» RECORD EXCERPTS:
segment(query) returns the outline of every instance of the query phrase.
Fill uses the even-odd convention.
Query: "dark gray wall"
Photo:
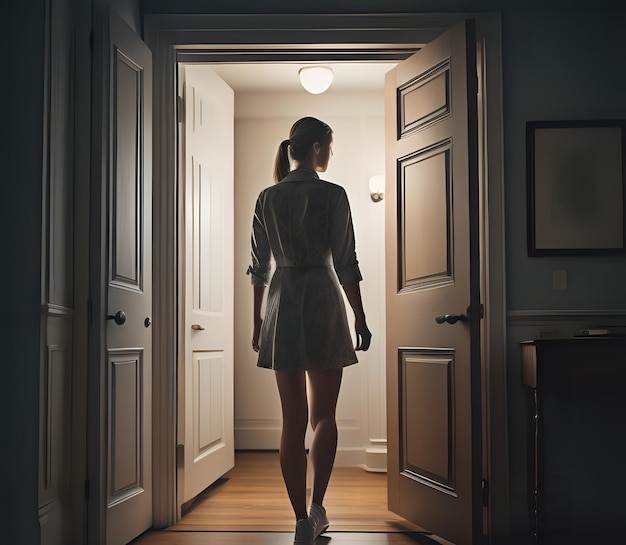
[[[23,0],[2,12],[0,542],[37,543],[45,5]]]
[[[626,257],[528,257],[525,124],[626,119],[624,22],[624,8],[507,8],[503,14],[510,508],[520,532],[528,527],[529,392],[520,380],[518,343],[572,335],[583,327],[626,325]],[[566,290],[552,289],[554,270],[567,272]]]
[[[509,310],[625,309],[625,257],[527,257],[525,122],[626,119],[626,9],[503,17]],[[567,271],[567,290],[552,271]]]
[[[115,10],[126,23],[139,35],[142,34],[140,0],[93,0],[94,13],[100,9],[110,8]]]

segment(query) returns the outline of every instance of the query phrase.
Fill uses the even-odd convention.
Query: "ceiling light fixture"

» ASSIGNED TASK: Nothing but the records, repeated exactly and stripped of pictures, should appear in the answer.

» TASK RESPONSE:
segment(query) returns the outline of every instance of the query phrase.
Fill uses the even-odd convention.
Query: "dark gray wall"
Photo:
[[[23,0],[2,12],[0,542],[37,543],[45,5]]]
[[[626,257],[528,257],[525,124],[626,119],[624,22],[624,8],[507,8],[503,14],[510,508],[520,532],[528,527],[529,392],[520,380],[518,343],[572,335],[583,327],[626,325]],[[566,290],[552,289],[554,270],[567,272]]]
[[[509,310],[625,309],[625,257],[527,257],[525,122],[626,119],[626,9],[503,17]],[[567,271],[567,290],[552,271]]]
[[[115,10],[126,23],[139,35],[142,34],[140,0],[93,0],[94,13],[100,9],[110,8]]]

segment(query) returns the outline of every instance of the query phrase.
Fill uses the even-odd convention.
Query: "ceiling light fixture"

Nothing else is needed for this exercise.